**Required task**: Output each line of the data below as a numbered list, skipping any blank lines. Leave the picture out of your answer.

--- start of Input records ---

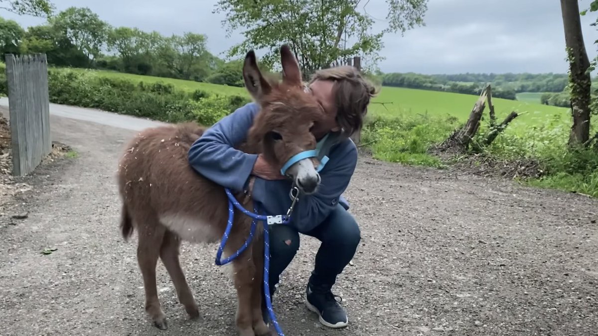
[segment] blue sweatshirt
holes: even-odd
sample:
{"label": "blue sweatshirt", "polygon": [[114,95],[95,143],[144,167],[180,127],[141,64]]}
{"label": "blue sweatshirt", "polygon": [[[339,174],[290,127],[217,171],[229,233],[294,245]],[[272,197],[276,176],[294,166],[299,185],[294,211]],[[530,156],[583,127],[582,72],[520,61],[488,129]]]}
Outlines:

--- end of Input records ---

**Right answer**:
1. [segment] blue sweatshirt
2. holes: even-odd
3. sample:
4. {"label": "blue sweatshirt", "polygon": [[114,95],[95,143],[144,167],[180,127],[141,64]]}
5. {"label": "blue sweatshirt", "polygon": [[[339,174],[290,127],[217,171],[229,233],[294,245]],[[272,197],[276,176],[294,166],[299,185],[294,211]],[[530,156],[583,127],[582,72],[520,61],[488,129]]]}
6. Outlines:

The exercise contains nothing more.